**QUOTED TEXT**.
▼▼▼

Rules without Reason

Useful once upon a time

Imagine if we still required these in our homes?

The other day, my friend James and I were out buying magazines and looking for a bar that felt like a coffee shop. I.e. I wanted to drink, but with comfortable seating and good lighting like at Starbucks. We were not successful, but it brought up the point, from some deep crevice in my mind, that it is required in Ontario that places that sell alcohol are required to sell coffee. This, of course, is some ancient provision that dates from the days we believed drinking some black coffee would sober you right up and you could drive home. What could be more insane? This is the equivalent, in my mind, of still requiring new houses to be constructed with coal chute doors for easy coal delivery. This requirement has obviously been long removed.

However, it got me wondering, what other rules are around that just don’t fit? This past week, I’ve noticed quite a few are still around.

▲▲▲

**AVAILABLE DATA**.
▼▼▼

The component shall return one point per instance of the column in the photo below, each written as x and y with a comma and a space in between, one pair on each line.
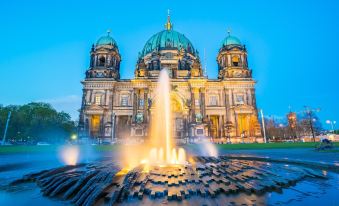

▲▲▲

**TO BE DONE**.
1) According to the piece on rules without reason, what must places in Ontario that sell alcohol also sell?
2) Please pick up the piece on rules without reason after its final sentence and keep writing it.

**RESULTS OF THE TASKS**.
1) Coffee.

2)
Watch out for the cops while you hail that cab

In Ottawa and Los Angeles and many places in between, it is either illegal to hail a cab or for a cab to pick up someone off the street. Now, I don’t know how this affects things in LA, but in Ottawa, this is completely ignored. It’s not always easy to find one, but most every cab will stop to pick you up if you put your arm out. I’m sure there was some reason once upon a time for this, safety?, but that time has passed and no one even knows about it for the most part.

Similar limitations are artificially in place all over the place, including land-use planning. Minimum parking requirements coupled with aggressive transit-oriented development plans, for instance. Requiring a parking space with every ground-oriented home is another, despite many thousands of such homes from before this rule that function pretty well without it.

Governments, citizens and business need to work harder to identify these kinds of reasonless rules and eliminate them. And if libertarians, fiscal/pro-business conservatives and the like were serious about making government more efficient, they would spend their time finding these rather than attacking women’s rights and funding for education.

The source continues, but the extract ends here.